[Data extracted from a collection]
-- Opening Marker --
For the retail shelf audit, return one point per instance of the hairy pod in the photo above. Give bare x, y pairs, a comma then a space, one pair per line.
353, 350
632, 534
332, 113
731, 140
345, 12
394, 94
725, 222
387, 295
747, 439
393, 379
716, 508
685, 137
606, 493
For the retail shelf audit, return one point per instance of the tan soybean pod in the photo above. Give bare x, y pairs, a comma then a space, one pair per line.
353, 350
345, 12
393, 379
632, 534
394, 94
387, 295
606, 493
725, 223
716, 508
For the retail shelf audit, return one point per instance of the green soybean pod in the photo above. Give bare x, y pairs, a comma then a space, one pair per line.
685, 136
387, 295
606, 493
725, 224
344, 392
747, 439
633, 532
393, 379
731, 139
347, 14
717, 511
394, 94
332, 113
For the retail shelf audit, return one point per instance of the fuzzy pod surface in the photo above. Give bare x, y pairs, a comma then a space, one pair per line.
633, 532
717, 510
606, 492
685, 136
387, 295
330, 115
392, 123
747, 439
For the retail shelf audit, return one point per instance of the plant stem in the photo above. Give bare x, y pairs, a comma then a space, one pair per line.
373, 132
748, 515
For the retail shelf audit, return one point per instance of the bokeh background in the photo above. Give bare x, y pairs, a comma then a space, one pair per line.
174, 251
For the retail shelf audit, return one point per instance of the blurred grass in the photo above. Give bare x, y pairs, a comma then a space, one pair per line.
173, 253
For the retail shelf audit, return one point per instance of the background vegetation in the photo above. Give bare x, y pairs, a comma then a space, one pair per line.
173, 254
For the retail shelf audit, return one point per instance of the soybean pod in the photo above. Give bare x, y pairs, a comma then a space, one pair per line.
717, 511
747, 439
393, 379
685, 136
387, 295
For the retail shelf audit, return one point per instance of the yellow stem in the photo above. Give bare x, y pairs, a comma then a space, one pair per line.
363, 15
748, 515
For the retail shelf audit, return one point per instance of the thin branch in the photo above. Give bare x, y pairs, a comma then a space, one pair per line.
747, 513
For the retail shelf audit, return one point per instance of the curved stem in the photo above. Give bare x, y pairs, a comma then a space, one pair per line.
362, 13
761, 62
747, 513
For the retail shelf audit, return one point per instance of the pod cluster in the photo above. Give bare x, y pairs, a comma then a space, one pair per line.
-- Closing Marker --
» **WHAT THE TASK ASKS**
All the entries are to be reproduced verbatim.

» **EXERCISE SOLUTION**
For the retail shelf audit, return one point per instance of the hairy pod in the photo above. Give bare x, y pairs, a comma then a space, one pair per line.
353, 350
632, 534
332, 113
731, 140
345, 12
394, 94
725, 222
387, 295
747, 439
393, 379
716, 508
685, 137
606, 493
For the retail shelf audit, return one point per instance of the tan soybean pod in the photo above. Give bare x, y pairs, a comma then a space, one pair per line.
353, 350
345, 12
393, 379
632, 534
394, 94
387, 295
606, 493
725, 223
716, 508
For the retail shelf audit, return one point per instance of the green soybean pod in the photo above. Give bare x, y pairs, a comma then a space, one pair per line.
685, 136
387, 295
606, 493
725, 224
344, 392
747, 439
633, 532
393, 379
731, 139
347, 14
717, 511
394, 94
332, 113
For the retail shelf audit, return one point per instance of the fuzzy pod surface in the photo above. Give bare x, y pairs, a comma then a space, one pair per line.
633, 532
717, 510
606, 492
685, 136
387, 295
330, 115
392, 123
747, 439
For the retail shelf audit, return one point per instance of the plant stem in the photo above. Give bare x, y pairs, a comma then a space, one pair per line.
373, 132
748, 515
For the retail shelf audit, return one point per instance of the bokeh background in the photo above. Give bare x, y pairs, a comma then a space, one pair per line.
174, 251
For the retail shelf audit, return one point per instance of the blurred grass in the photo above. Give bare x, y pairs, a comma then a space, one pair per line.
173, 253
For the retail shelf audit, return one point per instance of the background vegetation in the photo above. Give bare x, y pairs, a comma then a space, one pair per line.
173, 254
For the retail shelf audit, return one point per instance of the soybean pod in the photo above. Give bare x, y pairs, a comma then a space, one pair per line.
717, 511
747, 439
393, 379
685, 136
387, 295
For the retail shelf audit, return one point per instance of the yellow stem in the photo above. Give bare x, y pairs, a comma then a space, one pair per line.
363, 15
748, 515
For the retail shelf audit, return one point per instance of the thin branch in the photo above. Give bare x, y pairs, a comma then a space, one pair per line.
747, 513
For the retail shelf audit, return one point per instance of the curved stem in the photo above. Give bare x, y pairs, a comma then a space, one pair per line.
362, 13
761, 62
747, 513
For the retail shelf audit, return one point per instance of the pod cluster in the photo above. Give bare x, y pairs, a comma then a space, one pair per line.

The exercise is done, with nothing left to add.